* _What is needed_:
Write out, word for word, only the lines from the one with "Where can you spot the asphalt" to the end of the data below.

* _Data items_:
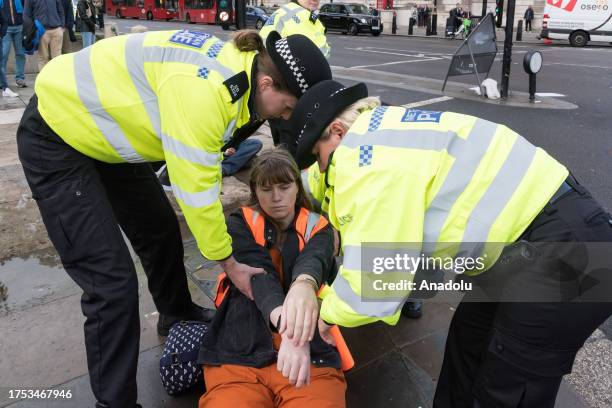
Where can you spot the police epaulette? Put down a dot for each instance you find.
(237, 85)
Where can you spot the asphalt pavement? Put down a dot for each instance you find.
(396, 366)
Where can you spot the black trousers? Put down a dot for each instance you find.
(514, 354)
(83, 202)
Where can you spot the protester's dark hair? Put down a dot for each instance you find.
(250, 40)
(276, 167)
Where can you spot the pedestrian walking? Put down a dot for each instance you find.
(98, 118)
(50, 13)
(12, 16)
(100, 13)
(68, 36)
(455, 15)
(86, 22)
(459, 186)
(528, 18)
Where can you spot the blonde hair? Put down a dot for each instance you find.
(350, 114)
(250, 40)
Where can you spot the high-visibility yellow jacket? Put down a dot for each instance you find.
(291, 19)
(427, 178)
(175, 96)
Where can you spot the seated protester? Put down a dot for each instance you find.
(246, 362)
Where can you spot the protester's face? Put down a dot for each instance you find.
(323, 148)
(311, 5)
(272, 103)
(278, 200)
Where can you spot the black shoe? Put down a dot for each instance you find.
(413, 309)
(197, 313)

* _Result for this task_:
Where can you spot the asphalt pavement? Put down a dot for each instance you find.
(396, 366)
Where can you spot the black trousers? Put down a dot for each instance you find.
(514, 354)
(83, 202)
Where can you spot the protester's dark hair? Put down a dot for each instance you find.
(250, 40)
(276, 167)
Where can you spot the pedestrian walking? Put down a dot for each instance you find.
(98, 118)
(50, 13)
(12, 16)
(100, 13)
(68, 36)
(455, 15)
(86, 22)
(459, 186)
(528, 18)
Where can you spot the blonde hair? Put down a dot for each instance you find.
(350, 114)
(250, 40)
Where can you spot the high-visibility yellow jacket? Put down a dot for each instance you find.
(291, 19)
(427, 178)
(175, 96)
Where can you spot the seated protester? Put down a dot for each instance you find.
(246, 362)
Where can you spot the protester's face? Put down a dot for each instance you find.
(323, 148)
(311, 5)
(272, 103)
(278, 200)
Where can you spot the black shoe? Put down a dot for each instance you find.
(413, 309)
(197, 313)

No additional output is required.